* **Source text**:

====

Failed Experiential Promises and the Bait-and-Switch of Fox’s Rent: Live
Kelly Kessler / DePaul University

Rent Live promo image

Fox’s time sensitive and cheeky countdown ad for Rent Live!

So what, Rent: Live wasn’t actually live. They used footage from dress rehearsal. Who cares? The dude broke his ankle. What were they supposed to do? Let’s take it back a few decades to address this. It was the summer of 1989 and I was seventeen years old. I had dragged my high school friends to the St. Louis MUNY, the largest outdoor theatre in the United States. We were parked in the free seats behind 11 thousand paying customers, as I waited with bated breath to see two legends, far from their primes, reprise their iconic roles. Twenty-five years after their star turns in the motion picture of the same name, Debbie Reynolds and Harve Presnell were touring in The Unsinkable Molly Brown. As was common at the MUNY, a helicopter flew over the theatre, momentarily obscuring the sound from the stage. In a moment of whimsy, Reynolds suddenly broke character and began whirling her arms around and making noises as if she were the obtrusive helicopter. This moment of broken character, of spontaneity, of liveness and ephemerality was what made this performance special and memorable thirty years later. Moments like this, or Shirley MacLaine emerging from the chorus to step in for Carol Haney and her sprained ankle in Broadway’s 1954 Pajama Game and thus being discovered by Paramount’s Hal Wallis, or David Niven’s memorable response to a streaker’s “shortcomings” at the 1974 Academy Awards telecast: these are the moments that define live theatre and live television. These are the types of moments the audience prays for. This is what the audience of Rent: Live had been promised and what Fox, out of fear of failure, denied them.

Shirley MacLaine in the Pajama Game

Playbill understudy announcement
 

Shirley MacLaine performs in the 1954 Broadway production of The Pajama Game (top) and a playbill insert from MacLaine’s star turn (bottom).

When Chairman of NBC Entertainment Robert Greenblatt announced the network would be airing a live television broadcast of The Sound of Music in 2013, this was the promise. Greenblatt, Neil Meron, and Craig Zadan all hearkened back to the early days of American broadcasting, the liveness of New York-based TV, and the history of live broadcasts of theatrical performances like Mary Martin’s iconic Peter Pan (1955). The folks from Fox would double down on this promise of the excitement of liveness as they announced Tyler Perry’s The Passion (2016), Grease Live! (2016), A Christmas Story Live! (2017), and then Rent: Live. This made perfect sense on various levels. As the broadcast networks struggled to maintain terrestrial viewers, they saw sports and reality television—two outlying genres that still relied on a sense of the now or liveness—finding viewers where content with less immediacy had failed. This reach back into the vaults brought a re-embrace of what Robert Wade said of television in a 1944 issue of Theatre Arts, that the new medium was “radio with sight, movies with the zest of immediacy, theatre (intimate or spectacular) with all seats about six rows back and in the centre, tabloid opera and circus without peanut venders.”[1] The networks had promised to give the audience that kind of zest by bringing Broadway-ish to the masses.

====

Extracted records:
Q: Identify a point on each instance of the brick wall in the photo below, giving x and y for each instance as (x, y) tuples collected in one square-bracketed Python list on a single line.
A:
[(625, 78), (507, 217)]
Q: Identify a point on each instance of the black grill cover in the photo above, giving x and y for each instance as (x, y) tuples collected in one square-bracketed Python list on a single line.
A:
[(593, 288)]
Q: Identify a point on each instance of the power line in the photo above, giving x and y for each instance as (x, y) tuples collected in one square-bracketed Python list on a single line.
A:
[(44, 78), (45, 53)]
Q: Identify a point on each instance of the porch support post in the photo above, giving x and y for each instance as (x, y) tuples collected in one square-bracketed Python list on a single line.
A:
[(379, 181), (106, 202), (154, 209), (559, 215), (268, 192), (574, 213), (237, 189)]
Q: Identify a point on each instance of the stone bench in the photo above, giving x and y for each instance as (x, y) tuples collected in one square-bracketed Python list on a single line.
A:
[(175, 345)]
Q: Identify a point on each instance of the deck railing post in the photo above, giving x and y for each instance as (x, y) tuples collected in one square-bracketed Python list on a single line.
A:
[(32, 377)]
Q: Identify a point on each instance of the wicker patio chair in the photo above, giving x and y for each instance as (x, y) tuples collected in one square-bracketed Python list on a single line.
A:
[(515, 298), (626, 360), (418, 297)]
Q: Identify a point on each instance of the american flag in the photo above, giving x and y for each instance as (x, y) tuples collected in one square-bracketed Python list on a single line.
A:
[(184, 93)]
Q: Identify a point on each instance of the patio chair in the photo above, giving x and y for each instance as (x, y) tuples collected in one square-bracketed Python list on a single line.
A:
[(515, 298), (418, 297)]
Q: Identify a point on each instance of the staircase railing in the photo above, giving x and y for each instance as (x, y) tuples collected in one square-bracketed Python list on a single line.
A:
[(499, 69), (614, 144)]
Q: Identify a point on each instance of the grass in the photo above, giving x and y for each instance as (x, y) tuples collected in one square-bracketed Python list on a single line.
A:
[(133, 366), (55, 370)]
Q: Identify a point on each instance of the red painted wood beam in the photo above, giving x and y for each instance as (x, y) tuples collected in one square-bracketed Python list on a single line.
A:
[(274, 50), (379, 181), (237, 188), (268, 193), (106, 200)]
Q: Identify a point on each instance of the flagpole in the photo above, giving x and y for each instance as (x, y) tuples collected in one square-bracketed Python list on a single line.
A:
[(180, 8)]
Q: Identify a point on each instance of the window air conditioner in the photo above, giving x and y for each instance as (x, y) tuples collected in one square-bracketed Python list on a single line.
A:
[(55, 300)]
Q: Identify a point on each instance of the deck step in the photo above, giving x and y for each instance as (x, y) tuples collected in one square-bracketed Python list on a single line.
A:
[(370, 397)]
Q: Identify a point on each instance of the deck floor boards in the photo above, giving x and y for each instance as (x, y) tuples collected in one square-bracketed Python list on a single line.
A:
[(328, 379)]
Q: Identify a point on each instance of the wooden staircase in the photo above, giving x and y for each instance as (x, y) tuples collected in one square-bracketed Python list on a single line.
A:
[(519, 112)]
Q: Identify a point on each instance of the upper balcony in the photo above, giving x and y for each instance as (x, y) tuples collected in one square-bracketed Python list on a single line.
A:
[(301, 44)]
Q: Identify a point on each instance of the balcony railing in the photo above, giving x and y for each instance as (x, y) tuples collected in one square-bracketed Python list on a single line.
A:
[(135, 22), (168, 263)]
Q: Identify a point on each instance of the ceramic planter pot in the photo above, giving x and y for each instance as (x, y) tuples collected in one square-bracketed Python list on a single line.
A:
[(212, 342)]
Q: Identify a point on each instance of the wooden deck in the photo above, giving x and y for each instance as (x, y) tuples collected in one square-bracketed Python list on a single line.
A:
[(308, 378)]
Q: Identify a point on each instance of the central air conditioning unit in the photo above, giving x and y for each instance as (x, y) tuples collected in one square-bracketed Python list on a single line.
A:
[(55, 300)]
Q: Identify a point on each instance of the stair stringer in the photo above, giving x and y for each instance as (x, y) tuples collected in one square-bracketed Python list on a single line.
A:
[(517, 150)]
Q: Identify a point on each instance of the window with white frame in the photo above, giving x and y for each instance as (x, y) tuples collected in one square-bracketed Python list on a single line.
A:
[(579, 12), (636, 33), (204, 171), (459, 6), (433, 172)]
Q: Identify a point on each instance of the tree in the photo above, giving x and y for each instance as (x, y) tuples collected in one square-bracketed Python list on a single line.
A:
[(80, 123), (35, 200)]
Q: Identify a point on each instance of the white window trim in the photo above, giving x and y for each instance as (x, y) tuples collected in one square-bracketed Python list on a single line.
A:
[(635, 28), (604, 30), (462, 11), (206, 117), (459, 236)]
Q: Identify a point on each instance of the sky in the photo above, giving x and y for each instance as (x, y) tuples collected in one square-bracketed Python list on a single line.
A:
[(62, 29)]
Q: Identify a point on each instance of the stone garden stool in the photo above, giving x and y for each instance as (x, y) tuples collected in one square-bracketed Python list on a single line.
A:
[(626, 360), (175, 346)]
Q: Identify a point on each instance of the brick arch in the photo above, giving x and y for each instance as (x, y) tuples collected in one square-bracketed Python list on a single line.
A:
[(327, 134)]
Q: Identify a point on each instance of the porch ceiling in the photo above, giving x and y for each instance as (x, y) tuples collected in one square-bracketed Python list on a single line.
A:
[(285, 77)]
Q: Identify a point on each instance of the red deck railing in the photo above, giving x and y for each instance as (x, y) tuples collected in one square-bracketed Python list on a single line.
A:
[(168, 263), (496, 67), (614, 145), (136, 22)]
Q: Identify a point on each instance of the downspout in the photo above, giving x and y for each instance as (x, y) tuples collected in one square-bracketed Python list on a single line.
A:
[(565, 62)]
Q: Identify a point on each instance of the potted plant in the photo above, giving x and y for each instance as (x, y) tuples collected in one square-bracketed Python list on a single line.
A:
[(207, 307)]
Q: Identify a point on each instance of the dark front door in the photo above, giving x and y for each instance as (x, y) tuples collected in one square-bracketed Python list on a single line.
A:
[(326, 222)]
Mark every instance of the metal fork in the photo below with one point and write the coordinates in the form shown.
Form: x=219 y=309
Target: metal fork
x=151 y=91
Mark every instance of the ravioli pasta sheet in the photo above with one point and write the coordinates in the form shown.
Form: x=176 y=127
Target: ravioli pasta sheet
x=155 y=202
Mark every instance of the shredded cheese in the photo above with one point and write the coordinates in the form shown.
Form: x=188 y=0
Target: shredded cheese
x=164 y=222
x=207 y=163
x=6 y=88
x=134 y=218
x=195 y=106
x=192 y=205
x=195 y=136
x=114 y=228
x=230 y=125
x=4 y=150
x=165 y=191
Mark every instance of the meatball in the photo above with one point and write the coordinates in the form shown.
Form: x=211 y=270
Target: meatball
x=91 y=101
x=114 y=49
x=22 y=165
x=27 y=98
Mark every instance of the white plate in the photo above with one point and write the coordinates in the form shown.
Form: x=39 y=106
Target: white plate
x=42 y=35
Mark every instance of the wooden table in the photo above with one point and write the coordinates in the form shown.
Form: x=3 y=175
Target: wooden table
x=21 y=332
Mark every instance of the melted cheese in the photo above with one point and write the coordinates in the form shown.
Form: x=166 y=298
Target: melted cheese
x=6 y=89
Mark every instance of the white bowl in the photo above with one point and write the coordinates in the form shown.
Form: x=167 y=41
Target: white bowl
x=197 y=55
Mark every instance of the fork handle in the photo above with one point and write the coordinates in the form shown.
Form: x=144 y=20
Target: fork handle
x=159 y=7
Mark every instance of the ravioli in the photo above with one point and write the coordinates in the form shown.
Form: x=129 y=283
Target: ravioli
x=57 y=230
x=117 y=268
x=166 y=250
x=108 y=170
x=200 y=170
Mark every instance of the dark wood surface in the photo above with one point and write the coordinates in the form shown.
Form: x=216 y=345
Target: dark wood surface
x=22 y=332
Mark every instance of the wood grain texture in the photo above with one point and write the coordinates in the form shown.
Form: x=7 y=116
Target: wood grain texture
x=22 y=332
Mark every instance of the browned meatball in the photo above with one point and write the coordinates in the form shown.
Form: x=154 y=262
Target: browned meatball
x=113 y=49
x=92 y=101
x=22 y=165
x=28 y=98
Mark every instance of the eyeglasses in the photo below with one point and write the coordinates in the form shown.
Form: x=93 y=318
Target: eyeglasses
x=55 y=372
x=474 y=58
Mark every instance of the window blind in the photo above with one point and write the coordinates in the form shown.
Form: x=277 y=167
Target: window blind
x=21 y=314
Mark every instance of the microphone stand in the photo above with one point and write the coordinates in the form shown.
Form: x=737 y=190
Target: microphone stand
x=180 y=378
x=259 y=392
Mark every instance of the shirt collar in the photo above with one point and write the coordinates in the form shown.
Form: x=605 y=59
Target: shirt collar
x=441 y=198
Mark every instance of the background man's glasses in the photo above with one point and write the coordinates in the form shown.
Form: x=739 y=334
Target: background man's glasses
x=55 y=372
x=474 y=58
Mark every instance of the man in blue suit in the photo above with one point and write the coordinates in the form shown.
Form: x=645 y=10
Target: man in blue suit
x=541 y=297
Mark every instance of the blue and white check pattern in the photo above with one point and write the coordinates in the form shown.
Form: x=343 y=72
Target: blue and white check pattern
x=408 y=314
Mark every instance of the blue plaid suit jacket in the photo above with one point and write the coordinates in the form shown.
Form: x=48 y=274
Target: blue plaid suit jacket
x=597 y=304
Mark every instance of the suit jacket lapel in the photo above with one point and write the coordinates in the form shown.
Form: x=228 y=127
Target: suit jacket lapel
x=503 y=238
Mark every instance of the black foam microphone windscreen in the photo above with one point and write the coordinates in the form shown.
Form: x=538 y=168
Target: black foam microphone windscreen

====

* **Your tasks**:
1. In the essay on Fox's Rent: Live, what footage did the broadcast use in place of a live performance?
2. Write the next paragraph of the essay on Fox's Rent: Live, following on from its final sentence.

* **Outputs**:
1. Footage from the dress rehearsal.

2.
The split screen of Grease Live!’s Associate Director Carrie Havel calling “Greased Lightening” (released after the broadcast) (top) and this The Wiz Live! quasi-DIY behind-the-scenes video from social media personality Todrick Hall (released before the broadcast) project the high stakes, multiple moving parts, and sense of immediacy logistically and rhetorically connected to these complex live musical events (bottom).

As I discuss in my forthcoming book, Broadway in the Box: Television’s Lasting Love Affair with the Musical, between The Sound of Music Live! and Rent: Live, the form that immediacy or zest would take repeatedly shifted.[2] In a Web 2.0 environment peopled with viewers poised for multi-platform viewing, time-shifting, and multi-tasking, the network powers-that-be sought to reconsider the definition of liveness. Between 2013 and 2019 Fox and NBC dug in on the live musical. The performances themselves were always synchronous to the broadcasts, but the designs, direction, and promotional strategies alternated between visual formats (cinematic, proscenium-ish, highly mobile), types of digital performances (minimal, fan and/or network-driven social media presence, 360-degree Facebook Live stream), and conceptualization of the audience (in the theatre, at home, online, or all three). From The Sound of Music Live! through Jesus Christ Superstar Live in Concert (2018), the networks kept up their ends of the bargain, embracing Stephanie Marriott’s conceptualization of live television as including a risk or threat, lacking “glossiness,” and embracing a constant sense of fallibility.[3] Although the first several live musicals managed to go off without any major disasters, they all bore the scars of liveness whether through Carrie Underwood’s wooden performance of Maria, Grease Live!’s near golf cart accident, or an array of audio issues with Hairspray Live!. Such possibility for imperfections were why many were watching, and what drove a flood of fans and hate-watchers to Twitter. And then came Rent.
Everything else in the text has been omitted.